Task objective -
Quote, word for word, every line starting at the line that contains "the white wall" and ending with the last line of the records; include both of these lines and no others.

Data listing -
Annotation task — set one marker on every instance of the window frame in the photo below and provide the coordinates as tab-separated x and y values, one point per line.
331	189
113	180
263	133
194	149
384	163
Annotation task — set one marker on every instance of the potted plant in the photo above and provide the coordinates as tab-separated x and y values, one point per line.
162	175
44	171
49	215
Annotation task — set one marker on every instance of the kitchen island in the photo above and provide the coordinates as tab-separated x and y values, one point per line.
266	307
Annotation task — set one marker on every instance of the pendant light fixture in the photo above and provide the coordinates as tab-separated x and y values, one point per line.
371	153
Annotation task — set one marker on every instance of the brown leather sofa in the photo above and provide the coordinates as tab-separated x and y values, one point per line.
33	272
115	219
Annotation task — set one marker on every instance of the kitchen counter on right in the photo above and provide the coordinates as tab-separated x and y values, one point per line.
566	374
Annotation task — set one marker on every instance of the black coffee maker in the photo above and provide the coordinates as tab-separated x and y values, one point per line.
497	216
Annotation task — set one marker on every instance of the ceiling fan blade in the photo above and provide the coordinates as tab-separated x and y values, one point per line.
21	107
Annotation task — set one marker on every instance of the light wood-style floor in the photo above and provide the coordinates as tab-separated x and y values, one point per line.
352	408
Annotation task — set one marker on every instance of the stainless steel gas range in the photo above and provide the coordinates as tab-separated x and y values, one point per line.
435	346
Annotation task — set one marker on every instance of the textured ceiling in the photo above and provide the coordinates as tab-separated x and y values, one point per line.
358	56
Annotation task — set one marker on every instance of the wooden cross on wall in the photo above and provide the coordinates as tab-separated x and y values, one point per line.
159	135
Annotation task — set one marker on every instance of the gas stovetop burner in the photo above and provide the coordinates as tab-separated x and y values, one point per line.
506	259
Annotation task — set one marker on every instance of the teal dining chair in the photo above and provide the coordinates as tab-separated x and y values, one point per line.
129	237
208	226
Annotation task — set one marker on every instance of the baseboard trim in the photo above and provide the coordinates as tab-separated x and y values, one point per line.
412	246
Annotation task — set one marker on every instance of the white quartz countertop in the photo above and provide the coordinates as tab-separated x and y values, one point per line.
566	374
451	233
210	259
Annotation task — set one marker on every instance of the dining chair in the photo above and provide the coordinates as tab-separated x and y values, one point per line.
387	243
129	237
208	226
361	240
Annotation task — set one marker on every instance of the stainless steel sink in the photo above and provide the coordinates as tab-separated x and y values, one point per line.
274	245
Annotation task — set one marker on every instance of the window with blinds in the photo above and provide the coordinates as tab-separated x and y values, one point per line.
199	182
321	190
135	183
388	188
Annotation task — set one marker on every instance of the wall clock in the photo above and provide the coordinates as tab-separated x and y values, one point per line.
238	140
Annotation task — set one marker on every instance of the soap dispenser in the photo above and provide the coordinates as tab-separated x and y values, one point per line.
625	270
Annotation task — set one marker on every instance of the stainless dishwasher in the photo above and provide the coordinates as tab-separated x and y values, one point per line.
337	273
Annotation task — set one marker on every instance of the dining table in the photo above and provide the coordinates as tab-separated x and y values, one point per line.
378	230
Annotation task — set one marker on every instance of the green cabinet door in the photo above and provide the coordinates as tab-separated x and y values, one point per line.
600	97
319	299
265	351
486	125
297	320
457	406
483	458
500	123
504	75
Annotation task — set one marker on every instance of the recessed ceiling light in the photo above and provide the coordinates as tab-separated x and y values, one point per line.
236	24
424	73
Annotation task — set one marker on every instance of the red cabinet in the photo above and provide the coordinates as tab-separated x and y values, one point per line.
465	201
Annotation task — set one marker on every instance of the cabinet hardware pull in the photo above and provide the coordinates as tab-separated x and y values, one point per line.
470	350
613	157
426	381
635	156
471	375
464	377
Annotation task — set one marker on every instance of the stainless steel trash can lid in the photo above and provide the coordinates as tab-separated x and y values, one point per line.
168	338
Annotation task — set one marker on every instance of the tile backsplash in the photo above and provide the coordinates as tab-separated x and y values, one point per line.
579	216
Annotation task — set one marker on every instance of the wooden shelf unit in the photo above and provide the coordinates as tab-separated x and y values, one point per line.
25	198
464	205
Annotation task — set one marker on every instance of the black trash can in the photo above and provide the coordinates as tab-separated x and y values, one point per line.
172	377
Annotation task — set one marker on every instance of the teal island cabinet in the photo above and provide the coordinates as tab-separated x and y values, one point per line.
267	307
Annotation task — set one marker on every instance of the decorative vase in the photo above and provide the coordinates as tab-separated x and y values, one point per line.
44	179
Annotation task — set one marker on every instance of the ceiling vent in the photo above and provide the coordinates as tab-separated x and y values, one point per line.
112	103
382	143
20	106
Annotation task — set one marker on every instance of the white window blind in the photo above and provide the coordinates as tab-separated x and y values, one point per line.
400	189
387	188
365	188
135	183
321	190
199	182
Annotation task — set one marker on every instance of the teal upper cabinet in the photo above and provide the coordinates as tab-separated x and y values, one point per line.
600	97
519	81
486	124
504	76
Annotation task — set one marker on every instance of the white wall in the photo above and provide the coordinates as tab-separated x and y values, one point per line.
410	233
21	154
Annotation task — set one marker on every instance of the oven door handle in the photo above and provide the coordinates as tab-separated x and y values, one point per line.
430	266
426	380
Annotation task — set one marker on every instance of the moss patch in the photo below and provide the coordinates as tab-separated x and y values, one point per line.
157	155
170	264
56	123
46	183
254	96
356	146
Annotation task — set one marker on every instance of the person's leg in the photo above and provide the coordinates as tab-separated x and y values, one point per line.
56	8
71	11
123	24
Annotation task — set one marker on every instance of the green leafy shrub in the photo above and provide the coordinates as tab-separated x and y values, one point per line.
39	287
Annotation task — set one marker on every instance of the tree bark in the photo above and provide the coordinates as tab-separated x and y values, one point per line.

Finished task -
Annotation task — set one marker on every instance of the white wall in the photo above and provide the coordinates as tab-separated x and y values, one point per line.
410	233
21	154
Annotation task — set one marker on every instance of the oven door handle in the photo above and provide the coordinates as tab-separated x and y values, one point per line.
430	266
426	380
Annotation task — set one marker on every instance of the moss patch in the photo below and provide the coordinates as tab-separated x and y values, one point per line.
157	155
170	264
56	123
46	183
254	96
356	146
Annotation task — set one marker on every instance of the person's leg in the photo above and provide the coordinates as tab-separated x and y values, one point per line.
56	8
71	11
123	24
Annotation task — set one marker on every instance of the green leafy shrub in the photo above and provide the coordinates as tab-separated x and y values, one point per line.
39	287
Annotation task — set one marker on every instance of the tree bark in the photo above and provide the coordinates as tab-separated x and y values, one point per line.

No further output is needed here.